# What you have to do
Please take the records that follow and repeat exactly the lines starting with the line with "Expected: the position of each instance of the jacket" and going on through the line with "Expected: the position of each instance of the horse's front".

** Material for this task follows **

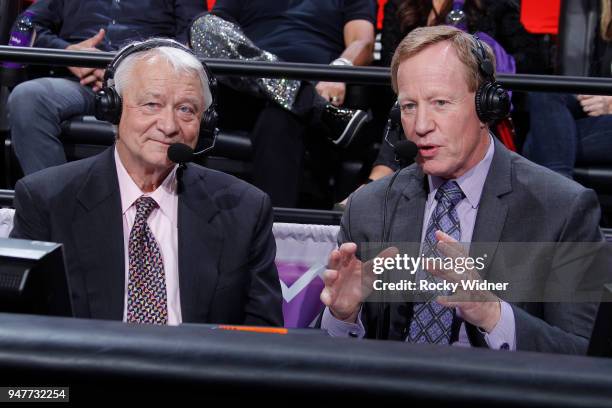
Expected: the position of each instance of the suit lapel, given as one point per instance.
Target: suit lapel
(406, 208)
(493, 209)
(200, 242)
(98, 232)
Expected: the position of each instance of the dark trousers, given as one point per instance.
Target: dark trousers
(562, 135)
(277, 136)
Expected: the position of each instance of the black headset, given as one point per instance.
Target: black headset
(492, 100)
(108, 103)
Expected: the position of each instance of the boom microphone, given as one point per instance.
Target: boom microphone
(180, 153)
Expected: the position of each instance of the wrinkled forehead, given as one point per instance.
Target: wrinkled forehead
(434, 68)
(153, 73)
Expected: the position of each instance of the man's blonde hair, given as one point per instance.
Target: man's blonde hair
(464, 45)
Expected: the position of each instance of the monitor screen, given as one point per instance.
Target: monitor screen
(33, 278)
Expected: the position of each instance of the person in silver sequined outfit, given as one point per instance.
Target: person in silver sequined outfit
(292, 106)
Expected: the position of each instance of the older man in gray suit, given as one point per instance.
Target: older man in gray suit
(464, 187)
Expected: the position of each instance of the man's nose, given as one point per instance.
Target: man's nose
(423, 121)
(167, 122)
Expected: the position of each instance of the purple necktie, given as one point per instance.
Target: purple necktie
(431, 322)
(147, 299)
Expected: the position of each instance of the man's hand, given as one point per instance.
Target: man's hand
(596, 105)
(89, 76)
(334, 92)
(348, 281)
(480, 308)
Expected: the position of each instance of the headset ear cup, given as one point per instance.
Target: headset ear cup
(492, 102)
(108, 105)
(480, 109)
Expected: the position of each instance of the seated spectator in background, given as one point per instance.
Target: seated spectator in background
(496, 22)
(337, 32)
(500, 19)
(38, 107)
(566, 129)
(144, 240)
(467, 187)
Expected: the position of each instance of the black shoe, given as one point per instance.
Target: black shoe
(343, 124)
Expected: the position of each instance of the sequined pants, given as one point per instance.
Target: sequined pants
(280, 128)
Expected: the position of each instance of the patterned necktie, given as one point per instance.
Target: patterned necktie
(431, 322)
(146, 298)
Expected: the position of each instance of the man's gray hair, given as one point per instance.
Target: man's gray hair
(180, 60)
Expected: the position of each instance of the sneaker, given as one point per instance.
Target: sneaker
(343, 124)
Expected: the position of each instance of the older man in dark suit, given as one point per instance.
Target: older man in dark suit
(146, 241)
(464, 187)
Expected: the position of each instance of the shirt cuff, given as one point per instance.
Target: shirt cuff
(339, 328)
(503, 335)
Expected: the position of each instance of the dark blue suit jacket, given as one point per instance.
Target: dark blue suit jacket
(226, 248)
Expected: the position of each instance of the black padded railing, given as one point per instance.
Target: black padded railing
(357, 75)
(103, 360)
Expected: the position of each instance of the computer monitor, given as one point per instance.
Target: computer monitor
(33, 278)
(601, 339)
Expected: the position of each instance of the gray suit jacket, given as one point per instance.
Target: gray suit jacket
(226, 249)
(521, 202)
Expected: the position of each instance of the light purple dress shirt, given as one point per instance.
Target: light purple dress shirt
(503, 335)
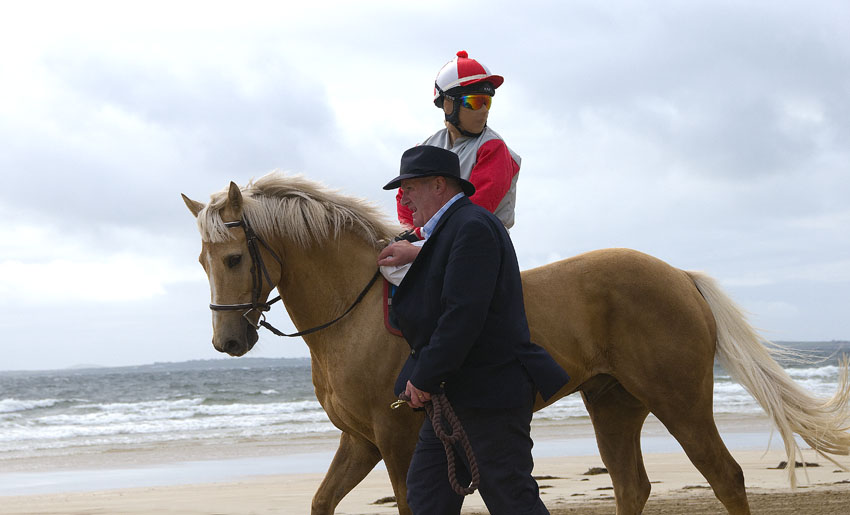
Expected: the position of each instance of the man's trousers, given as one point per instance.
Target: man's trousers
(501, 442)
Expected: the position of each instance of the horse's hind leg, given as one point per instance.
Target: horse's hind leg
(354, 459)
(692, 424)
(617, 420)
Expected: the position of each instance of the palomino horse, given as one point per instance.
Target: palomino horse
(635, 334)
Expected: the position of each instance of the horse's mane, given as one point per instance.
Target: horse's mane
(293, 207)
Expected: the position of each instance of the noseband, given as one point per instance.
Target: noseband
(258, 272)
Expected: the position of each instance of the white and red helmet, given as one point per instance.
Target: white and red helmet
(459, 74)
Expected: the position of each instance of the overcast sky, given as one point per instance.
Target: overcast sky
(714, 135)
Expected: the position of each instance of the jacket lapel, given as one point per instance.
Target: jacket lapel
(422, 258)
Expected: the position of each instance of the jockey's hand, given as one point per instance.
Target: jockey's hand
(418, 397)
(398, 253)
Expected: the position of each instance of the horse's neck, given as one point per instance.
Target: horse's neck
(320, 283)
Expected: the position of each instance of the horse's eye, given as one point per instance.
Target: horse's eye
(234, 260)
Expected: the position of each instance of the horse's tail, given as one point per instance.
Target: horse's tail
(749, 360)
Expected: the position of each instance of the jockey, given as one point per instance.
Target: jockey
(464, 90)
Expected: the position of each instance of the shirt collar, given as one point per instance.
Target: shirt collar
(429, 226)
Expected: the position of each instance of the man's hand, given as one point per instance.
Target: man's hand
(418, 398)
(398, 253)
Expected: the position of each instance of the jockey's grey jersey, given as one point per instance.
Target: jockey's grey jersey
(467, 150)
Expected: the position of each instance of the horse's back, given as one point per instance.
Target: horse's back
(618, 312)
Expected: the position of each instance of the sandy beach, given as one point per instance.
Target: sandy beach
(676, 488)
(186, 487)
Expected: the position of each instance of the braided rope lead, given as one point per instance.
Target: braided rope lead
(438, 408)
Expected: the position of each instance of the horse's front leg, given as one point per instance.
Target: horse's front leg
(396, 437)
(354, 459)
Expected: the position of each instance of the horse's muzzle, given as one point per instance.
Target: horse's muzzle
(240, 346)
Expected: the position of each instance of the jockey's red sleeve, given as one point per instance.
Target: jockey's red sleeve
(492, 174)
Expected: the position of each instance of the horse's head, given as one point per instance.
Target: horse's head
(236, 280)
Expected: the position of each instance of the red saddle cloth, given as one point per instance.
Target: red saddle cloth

** End of Material for this task **
** Material for this task follows **

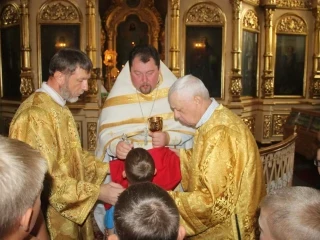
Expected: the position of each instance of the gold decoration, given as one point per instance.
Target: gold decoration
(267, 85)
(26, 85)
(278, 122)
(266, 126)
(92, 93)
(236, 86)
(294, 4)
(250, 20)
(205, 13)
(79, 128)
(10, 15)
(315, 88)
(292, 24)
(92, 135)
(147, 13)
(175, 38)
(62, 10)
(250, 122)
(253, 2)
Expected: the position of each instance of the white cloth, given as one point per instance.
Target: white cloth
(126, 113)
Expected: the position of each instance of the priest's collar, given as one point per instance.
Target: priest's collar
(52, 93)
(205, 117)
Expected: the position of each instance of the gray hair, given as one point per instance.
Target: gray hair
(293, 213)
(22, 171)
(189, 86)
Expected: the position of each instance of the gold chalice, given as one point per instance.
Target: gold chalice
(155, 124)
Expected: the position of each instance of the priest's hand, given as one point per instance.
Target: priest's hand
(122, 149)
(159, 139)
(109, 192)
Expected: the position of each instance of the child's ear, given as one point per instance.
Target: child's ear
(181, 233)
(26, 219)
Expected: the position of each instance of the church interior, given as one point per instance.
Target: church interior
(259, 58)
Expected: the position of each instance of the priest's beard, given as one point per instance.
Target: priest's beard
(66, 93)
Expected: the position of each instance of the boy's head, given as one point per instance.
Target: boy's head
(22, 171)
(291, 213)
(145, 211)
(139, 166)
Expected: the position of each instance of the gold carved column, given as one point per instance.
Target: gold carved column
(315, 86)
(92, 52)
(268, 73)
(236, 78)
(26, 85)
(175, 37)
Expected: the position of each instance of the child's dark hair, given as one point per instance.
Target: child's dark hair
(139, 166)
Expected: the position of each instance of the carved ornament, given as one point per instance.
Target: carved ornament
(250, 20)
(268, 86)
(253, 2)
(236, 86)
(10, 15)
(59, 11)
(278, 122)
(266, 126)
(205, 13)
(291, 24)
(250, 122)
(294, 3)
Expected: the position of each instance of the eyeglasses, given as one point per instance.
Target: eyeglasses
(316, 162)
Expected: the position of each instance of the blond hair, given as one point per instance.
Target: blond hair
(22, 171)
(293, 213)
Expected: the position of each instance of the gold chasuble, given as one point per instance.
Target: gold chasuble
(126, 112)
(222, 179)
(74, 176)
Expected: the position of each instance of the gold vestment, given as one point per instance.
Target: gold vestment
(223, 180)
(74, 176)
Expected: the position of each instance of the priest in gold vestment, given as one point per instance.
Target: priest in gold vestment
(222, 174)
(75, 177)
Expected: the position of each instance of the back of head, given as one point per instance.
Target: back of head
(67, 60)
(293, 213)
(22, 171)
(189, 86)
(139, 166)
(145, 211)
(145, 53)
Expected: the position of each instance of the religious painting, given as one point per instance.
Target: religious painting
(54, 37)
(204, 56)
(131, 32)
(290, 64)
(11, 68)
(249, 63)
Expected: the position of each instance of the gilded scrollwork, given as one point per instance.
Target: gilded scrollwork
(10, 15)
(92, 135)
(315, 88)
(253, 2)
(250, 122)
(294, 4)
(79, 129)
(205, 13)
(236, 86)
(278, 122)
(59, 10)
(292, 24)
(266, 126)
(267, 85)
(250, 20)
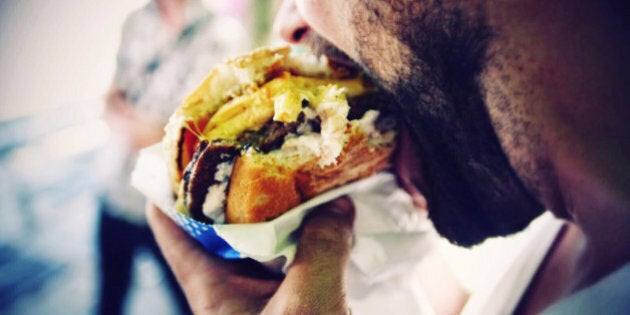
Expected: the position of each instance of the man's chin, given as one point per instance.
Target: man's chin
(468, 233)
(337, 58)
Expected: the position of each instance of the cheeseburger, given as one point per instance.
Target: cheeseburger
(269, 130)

** End of Material for this task **
** Material for this task follows **

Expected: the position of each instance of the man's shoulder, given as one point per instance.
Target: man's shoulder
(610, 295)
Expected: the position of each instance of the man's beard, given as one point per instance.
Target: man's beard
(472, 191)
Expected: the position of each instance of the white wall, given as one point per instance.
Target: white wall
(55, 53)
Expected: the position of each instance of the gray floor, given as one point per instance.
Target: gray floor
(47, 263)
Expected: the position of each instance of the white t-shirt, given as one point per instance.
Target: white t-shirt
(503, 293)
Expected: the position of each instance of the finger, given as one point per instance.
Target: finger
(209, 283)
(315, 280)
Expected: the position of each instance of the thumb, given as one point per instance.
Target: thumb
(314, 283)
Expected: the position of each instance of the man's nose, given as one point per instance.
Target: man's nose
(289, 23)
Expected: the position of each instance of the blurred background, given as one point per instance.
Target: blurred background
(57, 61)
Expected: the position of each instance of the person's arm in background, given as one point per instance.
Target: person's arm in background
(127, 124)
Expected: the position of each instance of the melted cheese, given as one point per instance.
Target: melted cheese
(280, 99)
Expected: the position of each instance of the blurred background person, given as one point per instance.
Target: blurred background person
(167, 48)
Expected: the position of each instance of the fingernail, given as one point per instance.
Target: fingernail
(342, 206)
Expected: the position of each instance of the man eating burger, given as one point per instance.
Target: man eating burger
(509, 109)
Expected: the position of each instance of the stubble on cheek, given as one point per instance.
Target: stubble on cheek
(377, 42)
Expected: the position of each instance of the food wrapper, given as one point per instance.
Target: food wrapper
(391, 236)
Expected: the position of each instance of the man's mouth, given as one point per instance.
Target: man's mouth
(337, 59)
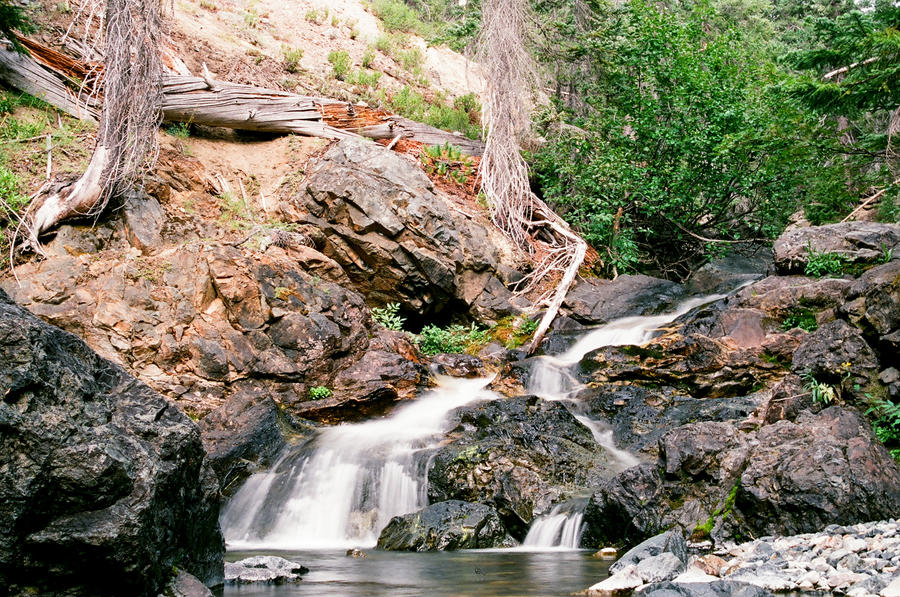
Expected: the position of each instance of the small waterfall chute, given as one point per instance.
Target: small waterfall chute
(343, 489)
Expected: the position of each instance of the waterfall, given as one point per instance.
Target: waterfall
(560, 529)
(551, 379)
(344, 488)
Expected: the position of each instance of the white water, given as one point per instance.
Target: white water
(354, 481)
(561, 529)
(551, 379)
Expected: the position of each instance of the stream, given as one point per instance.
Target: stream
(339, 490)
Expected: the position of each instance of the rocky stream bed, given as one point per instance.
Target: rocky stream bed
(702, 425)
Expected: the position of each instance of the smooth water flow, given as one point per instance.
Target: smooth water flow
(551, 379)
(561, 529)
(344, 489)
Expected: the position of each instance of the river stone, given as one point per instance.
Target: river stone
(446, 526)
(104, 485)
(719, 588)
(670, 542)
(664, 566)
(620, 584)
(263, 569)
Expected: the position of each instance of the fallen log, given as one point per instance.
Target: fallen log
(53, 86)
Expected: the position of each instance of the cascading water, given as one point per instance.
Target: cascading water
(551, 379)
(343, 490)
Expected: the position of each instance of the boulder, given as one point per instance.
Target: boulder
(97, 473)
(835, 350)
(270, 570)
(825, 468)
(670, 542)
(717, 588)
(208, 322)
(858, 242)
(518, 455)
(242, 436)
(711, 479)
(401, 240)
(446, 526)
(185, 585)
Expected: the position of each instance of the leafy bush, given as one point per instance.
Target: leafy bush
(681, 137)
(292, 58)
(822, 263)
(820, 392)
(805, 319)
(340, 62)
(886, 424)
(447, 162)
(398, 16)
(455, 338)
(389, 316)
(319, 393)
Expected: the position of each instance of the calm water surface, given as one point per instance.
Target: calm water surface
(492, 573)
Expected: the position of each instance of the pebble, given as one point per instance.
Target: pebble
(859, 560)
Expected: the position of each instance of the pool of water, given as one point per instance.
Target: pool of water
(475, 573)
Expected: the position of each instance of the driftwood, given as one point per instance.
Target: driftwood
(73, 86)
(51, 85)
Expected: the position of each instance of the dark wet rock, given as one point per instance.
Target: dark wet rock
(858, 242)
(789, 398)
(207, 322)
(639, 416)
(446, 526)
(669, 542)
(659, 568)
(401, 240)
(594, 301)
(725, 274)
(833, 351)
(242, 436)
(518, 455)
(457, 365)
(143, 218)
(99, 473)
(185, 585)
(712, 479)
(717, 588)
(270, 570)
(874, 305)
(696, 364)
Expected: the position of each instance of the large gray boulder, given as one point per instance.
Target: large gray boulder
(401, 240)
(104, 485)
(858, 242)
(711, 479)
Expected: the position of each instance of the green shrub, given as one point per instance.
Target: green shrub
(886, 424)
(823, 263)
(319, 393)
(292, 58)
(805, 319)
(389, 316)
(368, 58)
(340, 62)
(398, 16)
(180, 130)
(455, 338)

** End of Material for this task **

# Completed exercise
Expected: the position of each instance of the jacket lapel, given as one point per instance.
Target: jacket lapel
(422, 258)
Expected: the position of each instance of the jockey's hand, given as one point per instance.
Target: jockey's hand
(418, 397)
(398, 253)
Expected: the position of each instance of the horse's neck, given as one point per instance.
Target: horse's neck
(320, 283)
Expected: the position of each instance of the horse's eye, given as one point per instance.
Target: horse's eye
(234, 260)
Expected: the position of each instance of the horse's tail, given as one point per instance.
Target: horse's tail
(749, 360)
Expected: the position of each instance of the jockey, given as one point per instance.
Target: jockey
(464, 90)
Expected: the position of each instance of the shirt collar, given as one point per instance.
Target: shirt collar
(429, 226)
Expected: the position of each instance of the man's hand, given as one point per instance.
Target: man's hand
(418, 398)
(398, 253)
Expected: the position of each instance of the jockey's grey jersey, given as one point per instance.
Target: jockey's grey jersey
(467, 150)
Expected: the position of each instance of the horse's back, given as one point per instance.
Target: horse's back
(618, 312)
Expected: the position of each instance of the sandy beach, given as one point per instance.
Target: sandy beach
(676, 488)
(186, 487)
Expected: the position of each instance of the braided rope lead, given as one point per instance.
Target: braided rope lead
(438, 408)
Expected: the position of each instance of the horse's front leg, given as one point per instance.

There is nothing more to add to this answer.